# CONSIGNE A:
Réécris l'extrait sur les exonérations de cotisations sociales de « Antoine Bozio : En » à « exonérations de cotisations sociales. » en remplaçant « employeur » par « patron ».
# CONSIGNE B:
Prolonge l'extrait sur les exonérations de cotisations sociales à partir de sa dernière phrase.

#### EXTRAIT SOURCE ####

Elisabeth Borne avait commandé, il y a quelques mois, un rapport à deux économistes, Antoine Bozio et Étienne Wasmer pour lutter contre la "smicardisation de la France" et inciter les patrons à faire progresser leurs équipes. Pour Antoine Bozio, cela passe notamment par la suppression des effets de seuils, qui font que ces exonérations diminuent à mesure que le salaire augmente, ce qui n'encourage pas la progression de ces salaires.

franceinfo : Faut-il revoir ces dispositifs ? Faut-il s'attaquer à ce chantier ?

Antoine Bozio : En tout cas, c'est un chantier difficile et complexe parce qu’aujourd'hui, on a une multitude de dispositifs d'exonération de cotisations sociales. Donc, un premier point du rapport était de mettre à jour cette complexité, et les éléments qui permettraient de les simplifier. Le deuxième point très important, c'est qu'aujourd'hui, on a un barème très spécifique qui donne des exonérations très élevées au niveau du salaire minimum, qui ensuite sont retirés très, très vite. Un employeur qui souhaite augmenter le salaire d'un salarié au smic, perd donc des exonérations de cotisations sociales.

#### DONNÉES FOURNIES ####

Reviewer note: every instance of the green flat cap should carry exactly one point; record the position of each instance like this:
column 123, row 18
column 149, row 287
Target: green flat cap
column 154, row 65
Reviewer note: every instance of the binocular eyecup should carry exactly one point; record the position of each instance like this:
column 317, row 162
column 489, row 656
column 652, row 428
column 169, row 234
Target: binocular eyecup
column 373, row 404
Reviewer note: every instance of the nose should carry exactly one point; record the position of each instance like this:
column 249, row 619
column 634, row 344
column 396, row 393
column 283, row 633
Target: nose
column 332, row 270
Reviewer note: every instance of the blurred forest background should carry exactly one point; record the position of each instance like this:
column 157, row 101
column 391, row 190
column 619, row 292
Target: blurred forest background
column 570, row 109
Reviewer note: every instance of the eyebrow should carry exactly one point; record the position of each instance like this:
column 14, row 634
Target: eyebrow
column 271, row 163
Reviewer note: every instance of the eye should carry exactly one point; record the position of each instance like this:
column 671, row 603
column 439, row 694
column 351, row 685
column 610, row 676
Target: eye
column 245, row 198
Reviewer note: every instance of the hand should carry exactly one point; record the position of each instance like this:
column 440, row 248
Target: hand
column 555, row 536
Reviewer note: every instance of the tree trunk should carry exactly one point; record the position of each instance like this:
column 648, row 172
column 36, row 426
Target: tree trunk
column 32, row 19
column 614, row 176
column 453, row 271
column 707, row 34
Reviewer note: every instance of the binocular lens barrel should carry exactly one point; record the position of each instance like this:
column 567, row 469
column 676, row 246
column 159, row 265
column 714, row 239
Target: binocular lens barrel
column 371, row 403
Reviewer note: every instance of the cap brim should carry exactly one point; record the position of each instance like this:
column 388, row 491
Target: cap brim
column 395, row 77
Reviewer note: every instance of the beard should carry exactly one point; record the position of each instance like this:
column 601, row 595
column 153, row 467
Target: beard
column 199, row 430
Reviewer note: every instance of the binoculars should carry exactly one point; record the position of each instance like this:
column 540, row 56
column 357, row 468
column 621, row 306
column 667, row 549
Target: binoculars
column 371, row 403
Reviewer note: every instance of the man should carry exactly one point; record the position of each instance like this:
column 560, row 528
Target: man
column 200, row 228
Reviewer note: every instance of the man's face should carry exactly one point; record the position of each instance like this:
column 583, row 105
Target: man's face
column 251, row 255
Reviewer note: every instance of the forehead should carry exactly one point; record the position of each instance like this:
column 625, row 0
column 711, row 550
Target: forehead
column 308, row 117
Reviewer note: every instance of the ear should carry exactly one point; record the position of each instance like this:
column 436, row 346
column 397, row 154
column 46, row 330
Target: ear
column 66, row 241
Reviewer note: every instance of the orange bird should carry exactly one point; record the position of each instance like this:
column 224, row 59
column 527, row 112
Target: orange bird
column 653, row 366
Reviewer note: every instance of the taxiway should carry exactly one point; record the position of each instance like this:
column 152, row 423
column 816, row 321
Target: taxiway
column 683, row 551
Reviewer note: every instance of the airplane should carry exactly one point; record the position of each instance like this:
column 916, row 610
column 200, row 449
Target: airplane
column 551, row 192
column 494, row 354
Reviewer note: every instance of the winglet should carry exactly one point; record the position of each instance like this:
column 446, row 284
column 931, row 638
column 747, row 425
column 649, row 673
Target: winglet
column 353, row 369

####

# RÉPONSE A:
Antoine Bozio : En tout cas, c'est un chantier difficile et complexe parce qu’aujourd'hui, on a une multitude de dispositifs d'exonération de cotisations sociales. Donc, un premier point du rapport était de mettre à jour cette complexité, et les éléments qui permettraient de les simplifier. Le deuxième point très important, c'est qu'aujourd'hui, on a un barème très spécifique qui donne des exonérations très élevées au niveau du salaire minimum, qui ensuite sont retirés très, très vite. Un patron qui souhaite augmenter le salaire d'un salarié au smic, perd donc des exonérations de cotisations sociales.

# RÉPONSE B:
Ces exonérations existent depuis les années 90 pour créer de l'emploi, ont-elles effectivement un effet sur l'emploi ?

Oui, lorsqu'on a mis en place ces exonérations, ça a eu des effets sur l'emploi, à un moment où le chômage était élevé et où le coût du salaire minimum était particulièrement élevé. Aujourd'hui, on n'est plus dans la situation des années 90.

"En 2024, le taux d'emploi a augmenté, le marché du travail est parfois en tension, et la question de l'utilité de l'exonération, qui est très, très forte au niveau du smic, mérite d'être revue."

Antoine Bozio, directeur de l'Institut des politiques publiques

à franceinfo

Et le message principal du rapport, c'est de dire qu'aujourd'hui on a des éléments pour penser qu'on pourrait adoucir la pente de ce barème et favoriser à la fois les dynamiques salariales et les emplois au-delà de 1,2 smic. Plutôt que d'avoir cette concentration très forte du barème des exonérations au niveau du smic, qui pose un risque de laisser des salariés concentrés à ce niveau de rémunération sans des perspectives d'augmentation salariale.

Ces exonérations de cotisations favorisent donc ce qu'on appelle les trappes à bas salaires avec des salariés qui restent toute leur vie au niveau du smic ?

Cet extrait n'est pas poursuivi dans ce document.